(Excerpts from a dataset)
#####

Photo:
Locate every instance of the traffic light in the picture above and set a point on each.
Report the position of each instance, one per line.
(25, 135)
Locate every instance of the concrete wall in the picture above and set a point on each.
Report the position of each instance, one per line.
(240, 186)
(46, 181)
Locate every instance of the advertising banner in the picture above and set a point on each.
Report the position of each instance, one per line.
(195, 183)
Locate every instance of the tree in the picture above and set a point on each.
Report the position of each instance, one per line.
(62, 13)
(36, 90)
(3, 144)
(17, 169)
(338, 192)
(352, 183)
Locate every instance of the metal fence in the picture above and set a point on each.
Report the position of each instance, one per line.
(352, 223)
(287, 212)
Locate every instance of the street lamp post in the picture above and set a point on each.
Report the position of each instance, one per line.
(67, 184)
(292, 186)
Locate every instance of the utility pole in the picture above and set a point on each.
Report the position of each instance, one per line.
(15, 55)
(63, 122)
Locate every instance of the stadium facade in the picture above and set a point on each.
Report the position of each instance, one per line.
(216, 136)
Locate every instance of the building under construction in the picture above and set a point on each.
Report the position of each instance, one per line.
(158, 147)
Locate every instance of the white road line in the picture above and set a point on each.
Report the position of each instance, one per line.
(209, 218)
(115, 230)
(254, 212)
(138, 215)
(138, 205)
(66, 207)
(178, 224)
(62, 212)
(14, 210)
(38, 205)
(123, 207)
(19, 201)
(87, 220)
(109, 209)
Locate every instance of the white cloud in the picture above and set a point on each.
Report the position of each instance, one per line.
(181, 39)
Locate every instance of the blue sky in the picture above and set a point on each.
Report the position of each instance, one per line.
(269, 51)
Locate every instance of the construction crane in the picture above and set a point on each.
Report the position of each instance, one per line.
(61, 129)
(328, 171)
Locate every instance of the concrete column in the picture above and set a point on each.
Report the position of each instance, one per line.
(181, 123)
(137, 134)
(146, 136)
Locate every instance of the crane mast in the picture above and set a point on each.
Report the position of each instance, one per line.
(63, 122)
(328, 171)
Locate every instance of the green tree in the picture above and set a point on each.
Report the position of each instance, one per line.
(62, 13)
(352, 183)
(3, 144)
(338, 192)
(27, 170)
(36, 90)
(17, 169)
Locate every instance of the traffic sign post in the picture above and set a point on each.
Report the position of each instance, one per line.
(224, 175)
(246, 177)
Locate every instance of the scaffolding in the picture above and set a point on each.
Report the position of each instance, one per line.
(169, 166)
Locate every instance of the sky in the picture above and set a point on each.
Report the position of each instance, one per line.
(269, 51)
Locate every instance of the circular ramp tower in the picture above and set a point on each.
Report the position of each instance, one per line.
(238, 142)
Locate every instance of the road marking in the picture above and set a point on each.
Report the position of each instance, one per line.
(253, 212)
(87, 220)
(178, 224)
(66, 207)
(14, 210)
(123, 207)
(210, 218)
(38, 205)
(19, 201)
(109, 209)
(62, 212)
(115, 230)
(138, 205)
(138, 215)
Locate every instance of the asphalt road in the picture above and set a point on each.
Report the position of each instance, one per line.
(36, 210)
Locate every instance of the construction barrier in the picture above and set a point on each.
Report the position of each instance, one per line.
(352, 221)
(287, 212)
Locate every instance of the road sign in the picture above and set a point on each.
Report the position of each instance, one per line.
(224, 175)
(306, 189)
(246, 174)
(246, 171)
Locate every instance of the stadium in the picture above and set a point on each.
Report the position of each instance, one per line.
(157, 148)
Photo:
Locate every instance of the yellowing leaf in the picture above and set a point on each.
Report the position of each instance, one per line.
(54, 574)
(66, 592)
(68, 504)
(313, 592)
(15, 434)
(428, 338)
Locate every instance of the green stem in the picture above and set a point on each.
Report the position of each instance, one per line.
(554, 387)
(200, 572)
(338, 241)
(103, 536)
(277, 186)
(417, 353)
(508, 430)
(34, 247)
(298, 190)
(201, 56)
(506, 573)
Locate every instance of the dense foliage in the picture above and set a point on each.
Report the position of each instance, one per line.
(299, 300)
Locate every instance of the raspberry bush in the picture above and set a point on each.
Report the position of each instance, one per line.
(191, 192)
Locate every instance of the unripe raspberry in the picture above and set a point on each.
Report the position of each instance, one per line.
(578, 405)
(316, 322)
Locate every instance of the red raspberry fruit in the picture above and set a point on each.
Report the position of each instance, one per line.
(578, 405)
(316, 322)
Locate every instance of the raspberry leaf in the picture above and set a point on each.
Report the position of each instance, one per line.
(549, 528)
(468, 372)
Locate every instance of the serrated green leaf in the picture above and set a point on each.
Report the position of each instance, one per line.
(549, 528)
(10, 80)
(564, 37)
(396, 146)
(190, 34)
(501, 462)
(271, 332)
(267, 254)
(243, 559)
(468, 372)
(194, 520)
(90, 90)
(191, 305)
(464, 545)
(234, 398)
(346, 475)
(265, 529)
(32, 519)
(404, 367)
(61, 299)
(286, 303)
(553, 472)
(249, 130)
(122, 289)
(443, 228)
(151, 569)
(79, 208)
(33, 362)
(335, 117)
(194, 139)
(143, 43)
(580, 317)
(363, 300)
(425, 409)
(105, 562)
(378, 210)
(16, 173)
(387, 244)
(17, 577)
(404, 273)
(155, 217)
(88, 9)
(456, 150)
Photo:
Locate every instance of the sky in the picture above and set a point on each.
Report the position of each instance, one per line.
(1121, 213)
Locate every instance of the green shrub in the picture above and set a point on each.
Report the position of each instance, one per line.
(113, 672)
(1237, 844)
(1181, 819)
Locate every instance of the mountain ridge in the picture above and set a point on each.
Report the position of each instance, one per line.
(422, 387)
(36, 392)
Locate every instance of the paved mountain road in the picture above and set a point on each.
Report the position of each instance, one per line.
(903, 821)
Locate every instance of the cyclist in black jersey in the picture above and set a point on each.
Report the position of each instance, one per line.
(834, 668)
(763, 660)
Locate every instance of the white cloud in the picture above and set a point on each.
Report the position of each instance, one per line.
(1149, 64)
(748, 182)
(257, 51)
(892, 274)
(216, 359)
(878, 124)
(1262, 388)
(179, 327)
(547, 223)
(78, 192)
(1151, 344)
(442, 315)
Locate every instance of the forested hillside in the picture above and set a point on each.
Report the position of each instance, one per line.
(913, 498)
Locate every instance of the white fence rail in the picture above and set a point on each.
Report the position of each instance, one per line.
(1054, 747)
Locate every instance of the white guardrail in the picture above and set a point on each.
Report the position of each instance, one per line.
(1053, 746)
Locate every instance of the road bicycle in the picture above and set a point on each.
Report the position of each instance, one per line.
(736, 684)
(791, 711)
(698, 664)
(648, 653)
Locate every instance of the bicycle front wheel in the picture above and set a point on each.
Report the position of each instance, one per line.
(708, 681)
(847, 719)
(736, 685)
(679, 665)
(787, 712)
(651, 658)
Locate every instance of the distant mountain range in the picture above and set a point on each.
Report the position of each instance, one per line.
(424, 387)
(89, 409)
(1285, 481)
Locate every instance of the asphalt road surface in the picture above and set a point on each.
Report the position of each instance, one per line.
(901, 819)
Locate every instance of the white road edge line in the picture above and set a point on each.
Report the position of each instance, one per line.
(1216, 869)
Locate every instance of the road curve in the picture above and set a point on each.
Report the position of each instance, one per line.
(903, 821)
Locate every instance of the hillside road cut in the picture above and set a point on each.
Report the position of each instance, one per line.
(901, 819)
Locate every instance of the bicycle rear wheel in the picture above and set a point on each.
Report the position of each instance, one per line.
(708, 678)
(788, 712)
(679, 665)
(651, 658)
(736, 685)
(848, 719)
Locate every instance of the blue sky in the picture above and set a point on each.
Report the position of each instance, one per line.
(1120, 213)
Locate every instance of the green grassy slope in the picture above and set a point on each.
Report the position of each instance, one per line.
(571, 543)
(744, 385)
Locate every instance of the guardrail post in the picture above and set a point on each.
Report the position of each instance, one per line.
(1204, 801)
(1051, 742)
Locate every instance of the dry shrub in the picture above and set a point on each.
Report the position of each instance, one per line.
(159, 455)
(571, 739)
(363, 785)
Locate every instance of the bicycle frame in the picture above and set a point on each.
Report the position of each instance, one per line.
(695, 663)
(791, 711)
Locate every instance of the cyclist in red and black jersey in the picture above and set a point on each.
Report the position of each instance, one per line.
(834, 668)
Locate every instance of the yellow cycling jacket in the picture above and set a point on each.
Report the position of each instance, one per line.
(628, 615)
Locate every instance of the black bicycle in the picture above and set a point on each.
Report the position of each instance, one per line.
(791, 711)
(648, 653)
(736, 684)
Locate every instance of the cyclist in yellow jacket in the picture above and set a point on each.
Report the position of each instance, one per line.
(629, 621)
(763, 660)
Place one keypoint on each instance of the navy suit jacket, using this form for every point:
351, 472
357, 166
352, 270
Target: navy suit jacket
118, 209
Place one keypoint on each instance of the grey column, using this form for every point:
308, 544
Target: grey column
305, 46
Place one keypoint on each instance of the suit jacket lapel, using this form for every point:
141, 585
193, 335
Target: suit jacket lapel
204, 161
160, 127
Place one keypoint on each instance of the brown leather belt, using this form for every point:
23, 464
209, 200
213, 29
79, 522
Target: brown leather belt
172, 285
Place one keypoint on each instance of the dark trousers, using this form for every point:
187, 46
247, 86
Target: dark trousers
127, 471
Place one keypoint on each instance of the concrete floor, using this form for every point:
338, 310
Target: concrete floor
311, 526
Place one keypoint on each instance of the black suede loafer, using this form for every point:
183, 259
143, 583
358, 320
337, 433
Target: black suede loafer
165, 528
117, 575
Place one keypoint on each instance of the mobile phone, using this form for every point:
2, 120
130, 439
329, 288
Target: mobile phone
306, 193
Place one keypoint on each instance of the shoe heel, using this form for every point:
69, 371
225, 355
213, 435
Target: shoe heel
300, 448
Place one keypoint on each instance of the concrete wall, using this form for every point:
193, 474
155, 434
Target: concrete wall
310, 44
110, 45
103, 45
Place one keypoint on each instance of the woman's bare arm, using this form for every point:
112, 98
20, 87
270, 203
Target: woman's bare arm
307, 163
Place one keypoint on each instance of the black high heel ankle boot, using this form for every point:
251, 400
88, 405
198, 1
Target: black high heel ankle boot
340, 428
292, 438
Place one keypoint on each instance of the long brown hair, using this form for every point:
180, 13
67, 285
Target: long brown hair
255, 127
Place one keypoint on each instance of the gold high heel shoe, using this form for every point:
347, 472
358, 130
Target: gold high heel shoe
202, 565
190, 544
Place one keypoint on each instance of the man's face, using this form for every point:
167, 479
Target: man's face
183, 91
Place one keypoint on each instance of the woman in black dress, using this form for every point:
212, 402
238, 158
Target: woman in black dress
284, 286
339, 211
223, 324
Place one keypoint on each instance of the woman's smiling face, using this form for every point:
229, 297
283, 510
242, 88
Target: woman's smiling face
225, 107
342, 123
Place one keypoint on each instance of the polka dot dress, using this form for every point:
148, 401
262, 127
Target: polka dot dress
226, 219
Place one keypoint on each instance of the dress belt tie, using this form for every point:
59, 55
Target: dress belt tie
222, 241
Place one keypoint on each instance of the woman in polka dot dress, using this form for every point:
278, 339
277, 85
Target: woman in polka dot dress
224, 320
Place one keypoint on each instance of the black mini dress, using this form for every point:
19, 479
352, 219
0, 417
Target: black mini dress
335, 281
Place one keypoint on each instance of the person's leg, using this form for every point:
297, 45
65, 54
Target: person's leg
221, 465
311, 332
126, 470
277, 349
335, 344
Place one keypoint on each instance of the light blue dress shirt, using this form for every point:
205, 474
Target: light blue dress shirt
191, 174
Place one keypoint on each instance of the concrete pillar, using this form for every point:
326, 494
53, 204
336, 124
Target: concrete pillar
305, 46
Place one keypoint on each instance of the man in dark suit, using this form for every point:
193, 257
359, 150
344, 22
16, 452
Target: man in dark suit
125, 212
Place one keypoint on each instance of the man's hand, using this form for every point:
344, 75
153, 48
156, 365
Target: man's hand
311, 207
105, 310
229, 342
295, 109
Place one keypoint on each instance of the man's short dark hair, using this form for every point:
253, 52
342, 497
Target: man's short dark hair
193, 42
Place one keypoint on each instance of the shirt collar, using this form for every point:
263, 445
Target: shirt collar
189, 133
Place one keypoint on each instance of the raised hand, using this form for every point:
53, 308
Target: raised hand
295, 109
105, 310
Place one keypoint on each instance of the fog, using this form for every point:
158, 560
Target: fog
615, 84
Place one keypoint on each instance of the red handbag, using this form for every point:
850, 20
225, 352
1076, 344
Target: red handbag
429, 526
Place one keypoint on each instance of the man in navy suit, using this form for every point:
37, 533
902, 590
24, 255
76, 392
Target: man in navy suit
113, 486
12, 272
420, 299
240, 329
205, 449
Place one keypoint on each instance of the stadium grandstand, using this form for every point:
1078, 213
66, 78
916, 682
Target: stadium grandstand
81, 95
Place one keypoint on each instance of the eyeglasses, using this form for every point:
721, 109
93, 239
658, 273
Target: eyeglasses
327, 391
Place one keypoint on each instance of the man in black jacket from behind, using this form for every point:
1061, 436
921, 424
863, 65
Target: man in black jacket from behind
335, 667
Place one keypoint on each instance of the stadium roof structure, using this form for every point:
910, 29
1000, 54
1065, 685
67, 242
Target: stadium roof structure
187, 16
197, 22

#####

Task statement: Which of the lines above hold the string "green"? Copy each one.

Completed exercise:
Locate every instance of the green tree in the picture above and set a point on each.
Locate every instance of the green stem in the picture above and set a point on each.
Locate every instance of the serrated green leaf in the picture above and set a point on each.
Locate every instance of the green shrub in the picture above and set a point on each.
Locate every instance of the green grassy slope in the picture above and set a point on each.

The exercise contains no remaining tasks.